=== Begin Enclosure ===
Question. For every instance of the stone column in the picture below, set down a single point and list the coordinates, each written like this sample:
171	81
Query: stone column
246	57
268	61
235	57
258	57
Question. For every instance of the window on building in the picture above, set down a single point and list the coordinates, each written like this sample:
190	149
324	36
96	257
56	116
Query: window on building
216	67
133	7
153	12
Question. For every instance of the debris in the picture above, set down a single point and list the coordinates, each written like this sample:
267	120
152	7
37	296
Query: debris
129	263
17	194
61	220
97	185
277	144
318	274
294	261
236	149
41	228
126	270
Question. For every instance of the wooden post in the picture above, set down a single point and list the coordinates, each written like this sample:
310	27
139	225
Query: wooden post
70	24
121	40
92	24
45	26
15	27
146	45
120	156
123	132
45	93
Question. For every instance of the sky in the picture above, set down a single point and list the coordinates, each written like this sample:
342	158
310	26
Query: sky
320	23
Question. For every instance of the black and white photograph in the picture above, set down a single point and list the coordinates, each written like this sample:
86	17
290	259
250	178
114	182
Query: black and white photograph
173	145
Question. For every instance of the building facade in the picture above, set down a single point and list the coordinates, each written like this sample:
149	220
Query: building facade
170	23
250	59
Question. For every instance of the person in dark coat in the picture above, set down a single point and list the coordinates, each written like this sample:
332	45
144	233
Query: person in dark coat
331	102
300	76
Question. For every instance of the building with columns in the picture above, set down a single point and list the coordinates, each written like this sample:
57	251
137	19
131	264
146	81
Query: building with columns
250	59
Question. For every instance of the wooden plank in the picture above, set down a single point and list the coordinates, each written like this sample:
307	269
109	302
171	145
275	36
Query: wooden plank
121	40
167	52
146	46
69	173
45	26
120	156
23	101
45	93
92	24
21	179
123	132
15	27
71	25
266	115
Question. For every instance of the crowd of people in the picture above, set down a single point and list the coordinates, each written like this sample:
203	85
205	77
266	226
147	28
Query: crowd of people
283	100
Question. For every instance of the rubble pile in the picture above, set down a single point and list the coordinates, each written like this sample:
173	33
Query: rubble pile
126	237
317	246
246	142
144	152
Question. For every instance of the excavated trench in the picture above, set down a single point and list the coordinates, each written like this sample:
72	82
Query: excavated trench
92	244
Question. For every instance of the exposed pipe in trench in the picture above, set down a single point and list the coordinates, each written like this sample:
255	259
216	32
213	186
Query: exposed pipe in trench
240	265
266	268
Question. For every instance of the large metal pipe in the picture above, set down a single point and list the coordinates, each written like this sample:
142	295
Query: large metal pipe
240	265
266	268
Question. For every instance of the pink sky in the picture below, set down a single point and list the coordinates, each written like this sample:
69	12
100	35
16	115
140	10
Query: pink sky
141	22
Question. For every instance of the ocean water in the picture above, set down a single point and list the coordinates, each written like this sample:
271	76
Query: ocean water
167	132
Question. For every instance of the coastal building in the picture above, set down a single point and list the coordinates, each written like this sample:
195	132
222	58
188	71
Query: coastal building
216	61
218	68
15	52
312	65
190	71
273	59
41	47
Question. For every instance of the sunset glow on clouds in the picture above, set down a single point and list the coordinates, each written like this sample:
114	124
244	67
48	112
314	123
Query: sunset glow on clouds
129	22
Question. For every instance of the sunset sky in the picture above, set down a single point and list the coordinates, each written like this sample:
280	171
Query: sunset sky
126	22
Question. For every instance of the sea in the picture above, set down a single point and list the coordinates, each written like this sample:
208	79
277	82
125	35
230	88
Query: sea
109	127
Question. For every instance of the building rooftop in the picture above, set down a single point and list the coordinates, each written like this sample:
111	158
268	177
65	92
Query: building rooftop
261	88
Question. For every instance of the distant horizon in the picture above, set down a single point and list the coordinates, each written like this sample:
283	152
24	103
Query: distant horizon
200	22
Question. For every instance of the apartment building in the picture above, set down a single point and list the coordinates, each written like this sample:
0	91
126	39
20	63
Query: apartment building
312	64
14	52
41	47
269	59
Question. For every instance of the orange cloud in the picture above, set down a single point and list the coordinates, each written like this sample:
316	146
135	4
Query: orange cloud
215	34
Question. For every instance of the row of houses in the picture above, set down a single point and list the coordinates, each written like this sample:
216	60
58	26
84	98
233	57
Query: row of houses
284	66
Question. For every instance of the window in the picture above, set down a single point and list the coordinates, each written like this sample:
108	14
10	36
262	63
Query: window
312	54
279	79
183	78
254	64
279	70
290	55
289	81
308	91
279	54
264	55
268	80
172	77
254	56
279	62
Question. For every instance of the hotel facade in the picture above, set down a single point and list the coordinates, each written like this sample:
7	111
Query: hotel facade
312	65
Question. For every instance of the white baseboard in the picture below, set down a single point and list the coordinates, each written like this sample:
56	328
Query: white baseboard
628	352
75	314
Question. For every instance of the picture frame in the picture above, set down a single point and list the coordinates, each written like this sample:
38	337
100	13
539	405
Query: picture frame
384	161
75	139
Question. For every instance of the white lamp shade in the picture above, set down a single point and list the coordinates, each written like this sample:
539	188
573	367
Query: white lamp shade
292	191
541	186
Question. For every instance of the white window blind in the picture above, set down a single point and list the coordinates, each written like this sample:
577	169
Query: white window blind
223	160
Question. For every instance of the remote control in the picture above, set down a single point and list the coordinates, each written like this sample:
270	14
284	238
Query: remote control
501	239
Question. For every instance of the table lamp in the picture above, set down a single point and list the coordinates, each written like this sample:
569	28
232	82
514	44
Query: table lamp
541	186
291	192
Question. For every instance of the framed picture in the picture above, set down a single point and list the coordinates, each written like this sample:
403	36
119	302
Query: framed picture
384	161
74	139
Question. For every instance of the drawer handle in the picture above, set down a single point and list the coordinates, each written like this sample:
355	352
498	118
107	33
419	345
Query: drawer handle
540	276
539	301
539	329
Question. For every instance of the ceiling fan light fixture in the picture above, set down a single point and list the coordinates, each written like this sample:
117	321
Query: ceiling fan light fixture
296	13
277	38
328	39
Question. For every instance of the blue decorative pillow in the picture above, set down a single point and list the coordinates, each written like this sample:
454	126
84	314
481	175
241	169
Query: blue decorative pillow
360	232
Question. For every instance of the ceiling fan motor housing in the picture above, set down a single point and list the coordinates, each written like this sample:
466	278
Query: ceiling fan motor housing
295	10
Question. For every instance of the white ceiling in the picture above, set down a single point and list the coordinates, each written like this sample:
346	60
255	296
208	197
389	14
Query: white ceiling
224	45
=== End Enclosure ===
BRIEF: All of the records must be repeated exactly.

EXERCISE OUTPUT:
Question. For every instance of the stone column in the picture below, set down a single point and list the coordinates, each written like this sample:
171	81
Query: stone column
246	57
268	61
235	57
258	57
Question. For every instance of the window on building in the picture above, set down a single point and list the coordinates, each written like this sample:
190	149
324	36
96	257
56	116
Query: window on building
216	67
133	7
153	12
Question. For every instance of the debris in the picture above, set down a single point and list the coordinates, each written like this sample:
267	120
152	7
37	296
Query: debris
129	263
17	194
61	220
97	185
277	144
318	274
294	261
236	149
41	228
126	270
Question. For every instance of the wooden post in the picture above, set down a single point and list the coordinates, each written like this sample:
310	27
139	225
Query: wooden post
70	24
121	40
92	24
45	26
15	27
146	45
120	156
123	132
45	93
Question. For every instance of the sky in the picture above, set down a single point and list the coordinates, each written like this sample:
342	158
310	26
Query: sky
320	23
Question. For every instance of the black and white photograph in the picture above, set down a single point and list the coordinates, each written like this sample:
86	17
290	259
250	178
114	182
Query: black and white photograph
173	145
Question. For every instance of the building facade in the picture above, set down a single point and list the coordinates, each written like this sample:
149	220
Query: building facade
170	23
250	59
Question. For every instance of the person in dark coat in the picture above, set down a single point and list the coordinates, each written like this sample:
332	45
144	233
Query: person in dark coat
331	102
300	76
Question. For every instance of the building with columns in the picture above, set down a single point and list the coordinates, each written like this sample:
57	251
137	19
131	264
146	81
Query: building with columns
250	59
Question. For every instance of the wooden plank in the picture above, set down a single point and list the coordinates, each written like this sample:
307	269
109	302
171	145
275	36
Query: wooden plank
121	40
167	52
146	46
69	173
45	26
120	156
23	101
45	93
92	24
21	179
123	132
15	27
71	25
266	115
Question. For every instance of the crowd of people in the picture above, set down a single point and list the coordinates, each written like this sample:
203	85
205	77
266	226
147	28
Query: crowd of people
283	100
Question. For every instance of the rubble pile in the picture above, set down a single point and list the coordinates, each written like this sample:
173	33
Query: rubble pile
126	237
317	246
246	142
144	152
Question. For every instance of the excavated trench in the picture above, set down a single point and list the coordinates, each written like this sample:
72	82
Query: excavated trench
92	244
Question. For every instance of the exposed pipe in trench in the picture above, set down a single point and list the coordinates, each written like this sample:
255	259
216	32
213	186
Query: exposed pipe in trench
240	265
266	268
Question. For every instance of the large metal pipe in the picture above, set down a single point and list the coordinates, each written like this sample:
142	295
Query: large metal pipe
240	265
266	268
Question. For every instance of the pink sky in the picture below, set down a single point and list the coordinates, each written like this sample:
69	12
100	35
16	115
140	10
Query: pink sky
141	22
Question. For every instance of the ocean water in the picture above, set down a single point and list the coordinates, each written like this sample:
271	76
Query: ocean water
167	132
Question. For every instance of the coastal building in the picture above, set down a single point and list the coordinates, each written like this sample:
195	132
222	58
188	71
Query: coastal building
216	61
218	68
15	52
312	65
190	71
273	59
41	47
Question. For every instance of the sunset glow on clouds in the picture above, set down a single point and list the coordinates, each written like this sample:
114	124
244	67
48	112
314	123
Query: sunset glow on clouds
129	22
Question. For every instance of the sunset sky in the picture above, set down a single point and list the coordinates, each written like this sample:
280	171
Query: sunset sky
126	22
Question. For every instance of the sea in the picture above, set down a single point and list the coordinates, each written like this sample:
208	79
277	82
125	35
230	88
Query: sea
109	127
Question. For every instance of the building rooftop in the picture above, set down a single point and list the coordinates, each written like this sample:
111	158
268	177
65	92
Query: building rooftop
261	88
Question. For every instance of the distant horizon in the picture above, set down a single point and list the coordinates, each written like this sample:
283	152
24	103
Query: distant horizon
200	22
Question. For every instance of the apartment building in the picture above, set down a single point and list the coordinates, each written like this sample:
0	91
126	39
20	63
Query: apartment building
312	64
14	52
41	47
269	59
Question. For every instance of the orange cloud in the picture above, set down a single point and list the coordinates, each written like this sample:
316	146
135	4
Query: orange cloud
215	34
Question. For every instance of the row of houses in the picture above, set down a single point and list the coordinates, each written like this sample:
216	60
58	26
84	98
233	57
Query: row of houses
284	66
Question. For every instance of the window in the picture above, set down a single point and list the coordinates, each written like this sample:
108	14
10	36
262	63
Query: window
312	54
279	79
183	78
254	64
279	70
290	55
289	81
308	91
279	54
264	55
268	80
172	77
254	56
279	62
Question. For every instance of the hotel facade in the picture above, set down a single point and list the coordinates, each written like this sample:
7	111
Query: hotel facade
312	65
Question. For every instance of the white baseboard in the picture below, set down a single point and list the coordinates, each written like this sample:
56	328
Query: white baseboard
628	352
75	314
Question. For every instance of the picture frame in the picture above, set down a single point and list the coordinates, each written like this sample:
38	337
100	13
539	405
Query: picture frame
384	161
75	139
Question. For every instance of the white lamp shade in the picture above, set down a single point and list the coordinates, each written like this sample:
539	188
573	367
Query: white lamp shade
292	191
541	186
Question. For every instance of the white window blind in the picture above, set down a single point and list the coordinates, each written like this sample:
577	169
Query: white window blind
223	160
Question. For every instance of the remote control in the picture above, set down a single point and list the coordinates, each written like this sample:
270	14
284	238
Query: remote control
501	239
Question. For every instance of the table lamp in the picture above, set down a single point and list the coordinates, each written like this sample:
569	28
232	82
514	44
Query: table lamp
541	186
291	192
Question. For every instance of the framed picture in the picture above, set down a single point and list the coordinates, each written like this sample:
403	36
119	302
Query: framed picture
384	161
74	139
Question. For every instance of the drawer handle in the picture above, set down a single point and list the coordinates, each written like this sample:
355	352
498	118
107	33
419	345
Query: drawer handle
540	276
539	301
539	329
Question. For every instance of the ceiling fan light fixture in the picture above, set down a single point and list the coordinates, each written like this sample:
117	321
Query: ceiling fan light fixture
296	13
277	38
328	39
Question. For every instance of the blue decorative pillow in the picture above, set down a single point and list the coordinates, each written like this sample:
454	126
84	314
481	175
241	169
Query: blue decorative pillow
360	232
Question. For every instance of the ceiling fan motor housing in the picture above, set down a single point and list the coordinates, each written like this sample:
466	278
Query: ceiling fan motor housing
295	10
Question. For every instance of the white ceiling in the picture above, set down a single point and list the coordinates, each written like this sample:
346	60
255	296
208	197
389	14
Query: white ceiling
224	45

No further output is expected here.